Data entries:
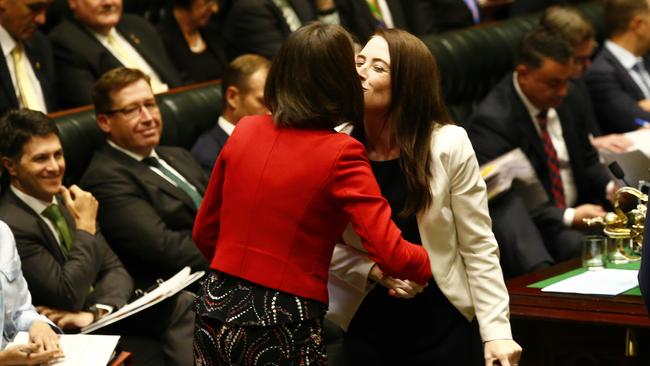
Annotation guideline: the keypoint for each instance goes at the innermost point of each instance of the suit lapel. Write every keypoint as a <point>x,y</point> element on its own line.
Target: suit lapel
<point>181,167</point>
<point>150,177</point>
<point>50,243</point>
<point>630,84</point>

| The exercise |
Rewrite the entries above with every occurrence of "suit lapel" replaced by "jacket lapel" and all other text unchanged. Omit the pictures from your answer.

| Task output |
Annotation guideline: the keypoint for each instance goes at the innermost point of each instance of the jacket lapel. Write every keypoint as a <point>x,y</point> element on its own line.
Target: jacket lapel
<point>181,167</point>
<point>150,177</point>
<point>50,243</point>
<point>630,84</point>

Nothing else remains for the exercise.